Return the data below exactly as given, except for the images.
[The input — start]
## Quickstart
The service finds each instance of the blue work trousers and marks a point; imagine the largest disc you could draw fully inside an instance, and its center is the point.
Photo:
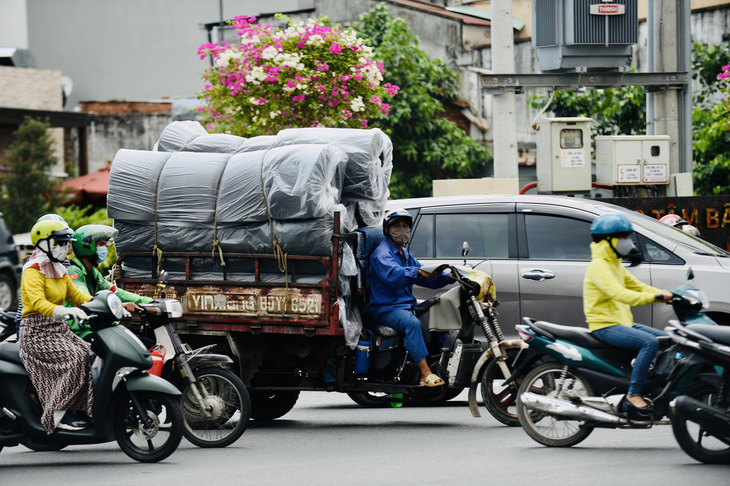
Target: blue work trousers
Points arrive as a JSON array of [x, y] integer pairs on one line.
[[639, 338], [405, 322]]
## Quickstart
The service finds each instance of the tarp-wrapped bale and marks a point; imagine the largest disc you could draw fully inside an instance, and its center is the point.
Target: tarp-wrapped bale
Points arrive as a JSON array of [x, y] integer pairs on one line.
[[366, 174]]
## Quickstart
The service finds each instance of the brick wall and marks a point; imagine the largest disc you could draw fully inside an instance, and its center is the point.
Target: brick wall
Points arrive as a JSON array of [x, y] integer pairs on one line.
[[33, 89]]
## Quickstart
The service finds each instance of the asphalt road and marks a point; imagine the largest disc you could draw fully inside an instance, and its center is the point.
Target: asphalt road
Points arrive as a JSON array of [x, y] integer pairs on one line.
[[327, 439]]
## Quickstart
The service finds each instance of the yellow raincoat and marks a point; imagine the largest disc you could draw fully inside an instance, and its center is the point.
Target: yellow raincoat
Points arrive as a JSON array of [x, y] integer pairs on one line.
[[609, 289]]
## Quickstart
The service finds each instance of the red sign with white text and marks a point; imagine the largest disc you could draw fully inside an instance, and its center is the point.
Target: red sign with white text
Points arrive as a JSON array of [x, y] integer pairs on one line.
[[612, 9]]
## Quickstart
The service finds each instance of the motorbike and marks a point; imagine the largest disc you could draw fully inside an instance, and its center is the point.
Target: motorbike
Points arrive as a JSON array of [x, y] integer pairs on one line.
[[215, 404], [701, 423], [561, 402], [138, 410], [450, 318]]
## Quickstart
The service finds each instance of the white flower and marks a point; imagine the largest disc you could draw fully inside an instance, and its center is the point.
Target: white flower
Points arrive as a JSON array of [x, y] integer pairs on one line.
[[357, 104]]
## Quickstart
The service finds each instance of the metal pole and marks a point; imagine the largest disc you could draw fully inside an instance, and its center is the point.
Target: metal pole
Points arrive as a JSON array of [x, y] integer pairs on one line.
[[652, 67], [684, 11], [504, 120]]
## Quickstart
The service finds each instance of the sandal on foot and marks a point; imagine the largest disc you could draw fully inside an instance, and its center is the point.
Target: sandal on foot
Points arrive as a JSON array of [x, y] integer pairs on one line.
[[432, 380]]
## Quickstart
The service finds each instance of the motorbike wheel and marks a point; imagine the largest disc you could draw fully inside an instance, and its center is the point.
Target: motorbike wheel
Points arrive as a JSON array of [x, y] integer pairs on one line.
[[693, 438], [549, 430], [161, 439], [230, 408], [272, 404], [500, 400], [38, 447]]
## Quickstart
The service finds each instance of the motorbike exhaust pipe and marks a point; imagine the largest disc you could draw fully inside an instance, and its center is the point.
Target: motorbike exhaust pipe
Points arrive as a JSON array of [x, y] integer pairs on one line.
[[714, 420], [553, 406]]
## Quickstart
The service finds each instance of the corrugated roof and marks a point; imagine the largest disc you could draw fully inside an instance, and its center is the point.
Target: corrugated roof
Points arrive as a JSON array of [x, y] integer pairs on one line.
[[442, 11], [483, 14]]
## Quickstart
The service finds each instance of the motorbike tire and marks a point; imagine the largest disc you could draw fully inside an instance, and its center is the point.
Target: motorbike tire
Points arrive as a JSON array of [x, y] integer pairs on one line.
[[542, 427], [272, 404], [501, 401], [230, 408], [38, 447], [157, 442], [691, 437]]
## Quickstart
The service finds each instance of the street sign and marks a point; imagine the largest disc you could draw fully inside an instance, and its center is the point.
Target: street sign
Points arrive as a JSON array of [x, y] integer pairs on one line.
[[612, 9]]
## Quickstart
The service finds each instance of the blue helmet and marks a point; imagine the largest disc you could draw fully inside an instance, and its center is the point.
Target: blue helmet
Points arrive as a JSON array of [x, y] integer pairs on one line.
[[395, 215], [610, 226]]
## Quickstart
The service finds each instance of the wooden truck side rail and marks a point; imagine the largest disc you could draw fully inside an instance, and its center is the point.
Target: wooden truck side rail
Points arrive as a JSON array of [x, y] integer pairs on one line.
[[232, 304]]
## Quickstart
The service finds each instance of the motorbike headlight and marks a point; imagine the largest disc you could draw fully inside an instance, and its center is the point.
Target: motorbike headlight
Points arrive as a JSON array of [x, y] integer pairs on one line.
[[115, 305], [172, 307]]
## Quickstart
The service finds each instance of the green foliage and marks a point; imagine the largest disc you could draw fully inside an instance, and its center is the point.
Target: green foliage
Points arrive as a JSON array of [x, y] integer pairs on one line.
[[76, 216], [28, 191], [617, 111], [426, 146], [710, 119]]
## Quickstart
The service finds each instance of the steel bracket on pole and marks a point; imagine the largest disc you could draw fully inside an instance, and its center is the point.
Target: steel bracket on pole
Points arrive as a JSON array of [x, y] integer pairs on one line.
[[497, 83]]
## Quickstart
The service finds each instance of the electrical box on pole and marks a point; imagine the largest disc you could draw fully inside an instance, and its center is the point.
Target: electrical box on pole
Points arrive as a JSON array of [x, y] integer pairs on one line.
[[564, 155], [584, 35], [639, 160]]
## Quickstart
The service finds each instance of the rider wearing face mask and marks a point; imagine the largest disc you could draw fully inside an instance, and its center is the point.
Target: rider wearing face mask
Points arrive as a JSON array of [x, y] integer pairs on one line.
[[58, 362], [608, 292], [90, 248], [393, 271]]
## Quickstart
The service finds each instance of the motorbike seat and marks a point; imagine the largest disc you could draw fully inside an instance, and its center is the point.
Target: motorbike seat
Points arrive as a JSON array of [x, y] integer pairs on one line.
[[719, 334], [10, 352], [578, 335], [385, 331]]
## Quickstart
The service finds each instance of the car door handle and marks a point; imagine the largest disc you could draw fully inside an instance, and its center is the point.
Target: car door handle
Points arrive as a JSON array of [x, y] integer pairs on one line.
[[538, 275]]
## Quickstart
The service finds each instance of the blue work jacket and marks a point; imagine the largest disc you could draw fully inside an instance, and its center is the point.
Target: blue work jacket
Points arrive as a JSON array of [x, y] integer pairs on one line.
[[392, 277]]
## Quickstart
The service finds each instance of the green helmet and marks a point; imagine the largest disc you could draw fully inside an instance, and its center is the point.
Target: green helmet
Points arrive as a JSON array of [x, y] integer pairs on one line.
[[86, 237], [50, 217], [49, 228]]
[The input — finish]
▸ **Answer for this exercise**:
## Quickstart
The service finds each instance of the blue work trousers and marks a point; imagine the largest disc you could draw fully inside an instance, and its center is the point.
Photo:
Target: blue work trousers
Points arrive as a JSON array of [x, y] integer pairs on one line.
[[639, 338], [405, 322]]
## Quickstart
The service finds each instance of the tarp-wrapped bale and marks a point; imagine the largest disc you could draw fully inside an instance, and its center is the point.
Target: tarp-wrapped bale
Points arrive as a JSON array of [x, y] integer pairs on one line.
[[366, 174]]
## Quickstart
The service finds each instance of the brick wall and marks a point; imagine the largest disc you could draw fully inside an instance, and its center is the point.
Target: brick wall
Points arrive as a JSON array of [x, y] integer pairs on one line.
[[33, 89]]
## Quickstart
The service finds each instance of the asphalt road and marks a point; imagine the largest disc you could draw fully inside an instance, and its center is the point.
Target: asphalt road
Points arrive as a JSON array of [x, y] integer pairs on one line.
[[327, 439]]
## Quickstart
The service finds each instance of the yellow raincoat and marks a point; imagine the largest disc you could draw fully inside an instance, and its center is the point.
Target: yellow raincoat
Points arrive as a JSON array of [x, y] integer pairs on one line.
[[609, 289]]
## Quickstart
The service finds each instance of the red sign with white text and marks a point; imagine the largest disc you could draw fully inside an instance, and its center is the point.
Target: red sign with white text
Points arrive as a JSON array of [x, y] integer pairs on one line.
[[612, 9]]
## Quickstart
The service finds each instance of the motorbike and marks a point; imagine the largest disc you could draw fully inside an instance, and its center is the point.
Target: motorbike
Points arrive as a JSON array of [x, y] integer pairs on one line.
[[215, 404], [701, 423], [561, 402], [138, 410], [450, 318]]
## Quickstart
The service finds each instance of the white flower and marks a point; imagine the largest disc you could draw fully inside an instance, and its center is the point.
Target: white flower
Points arrive as a JSON array of [x, y] integer pairs on one line.
[[357, 104]]
## Quickstart
The service finds each instance of the metal pole and marks a point; imagine the largest disc you could draw fully inside an instance, and its center is the point.
Target: metal pole
Points arrive as a JSON array of [x, y] integer pairs on one line.
[[652, 67], [684, 11], [504, 120]]
## Quickstart
The service finds each instance of the sandal on foot and marks a point; imagine the largest disc you could draw fully inside an instance, and its center is the point.
Target: sandal on foot
Points arrive as a JSON array of [x, y] integer pairs on one line.
[[432, 380]]
## Quickstart
The service finds each instance of the motorbike wheel and marks a point; imagine the largest disc you could draw fully inside an instance, and its center is the point.
Target: motorbike wheel
Points arrive as a JSON array of [x, y] integer pairs on one line.
[[693, 438], [549, 430], [161, 439], [230, 408], [272, 404], [500, 400], [38, 447]]
## Quickstart
The service finds each instance of the motorbike exhaust pipe and marks a point; imagine the largest disc you could draw fully inside an instance, and its center is the point.
Target: motorbike exhaust pipe
Points arrive as a JSON array of [x, y] integer pairs on one line.
[[714, 420], [553, 406]]
## Quickstart
The service finds each instance of the corrugated roof and marks a point; imagine the largest disc you could draw fully inside an instance, and its center is the point.
Target: corrugated roof
Points arrive as a JSON array of [x, y] integer pairs on one line.
[[442, 11], [483, 14]]
## Quickstart
The service finds each instance of the motorbike tire and marks a point; imagine the largest disc you could draw fully inside an instance, and its center is the point.
Target: motorbike tire
Points arrive as a JSON array of [x, y] integer pairs on one line.
[[542, 427], [272, 404], [501, 401], [230, 408], [38, 447], [157, 442], [691, 437]]
## Quickstart
The service finds each instance of the street sign and marks a point; imagine the largest disc you could draw fully inside an instance, and its center is the point.
Target: street sign
Points arrive as a JSON array of [x, y] integer pairs on one line.
[[612, 9]]
## Quickstart
The service finds each instance of the blue helmet and marks a point; imagine the largest disc you could draw fully inside an instance, and its center is the point.
Target: blue helmet
Points arrive as a JSON array of [x, y] integer pairs on one line.
[[395, 215], [610, 226]]
## Quickstart
The service finds each instance of the wooden truck side rail and marks a point; imagine the largest disc you could draw fully inside an instance, and its center is the point.
Target: wooden truck side rail
Points arrive as a JSON array of [x, y] integer pairs on one line.
[[232, 304]]
## Quickstart
The service finds each instance of the motorbike headlight and marks a point; imagine the largest disc you could draw fully inside an instance, and its center is the point.
Target: motorbike headlight
Points arrive as a JSON array of [x, y] integer pairs on one line.
[[115, 305], [172, 307]]
## Quickstart
The service finds each instance of the green foliage and marks a point; imagine the largest disc you could draw fully inside an instance, and its center is the point.
Target: green foliage
Points arrive as a JSON array of [x, y] integer pairs on one line.
[[76, 216], [28, 191], [617, 111], [426, 146], [710, 119]]
## Quickstart
The service finds each instance of the steel bracket on pole and marks a point; imagine the largest disc you could draw fully inside an instance, and its center is the point.
Target: steel bracket on pole
Points arrive as a JSON array of [x, y] integer pairs on one line.
[[497, 83]]
## Quickstart
The service finds each instance of the electrical box on pole and marks a point; imagine the largest disc you could draw fully inside an instance, and its center is the point.
Target: electrical box on pole
Points arrive as a JSON array of [x, y] integer pairs on one line.
[[564, 155], [584, 35], [639, 160]]
## Quickstart
The service finds each instance of the rider wearing face mask and marks a point; imagine the largest disc you could draw fully inside an instance, and its center is the point.
Target: rider wearing face mask
Points arrive as a JSON array of [x, y] integer pairs on one line.
[[58, 362], [608, 292], [90, 248], [393, 271]]
## Quickstart
The service finds each instance of the motorbike seat and marks a point; imagine the largest disc you could draw fully inside an instance, and its center is the point.
Target: motorbike seat
Points arrive as a JSON array of [x, y] integer pairs on one line.
[[719, 334], [10, 352], [578, 335], [385, 331]]
## Quickstart
The service finds each instance of the car door handle and marks a point; imagine the largest disc you could draw fully inside an instance, and its center is the point.
Target: car door handle
Points arrive as a JSON array of [x, y] integer pairs on one line.
[[538, 275]]
## Quickstart
The service finds each instance of the blue work jacket and marks a point; imagine the largest disc you could draw fully inside an instance, and its center is the point.
Target: blue work jacket
Points arrive as a JSON array of [x, y] integer pairs on one line.
[[392, 277]]
## Quickstart
The service finds each instance of the green helmet and marks a point; imagine the largest disc you could draw fully inside an instance, and its center is the point.
Target: green helmet
Points arrive as a JSON array of [x, y] integer pairs on one line.
[[86, 237], [50, 217], [49, 228]]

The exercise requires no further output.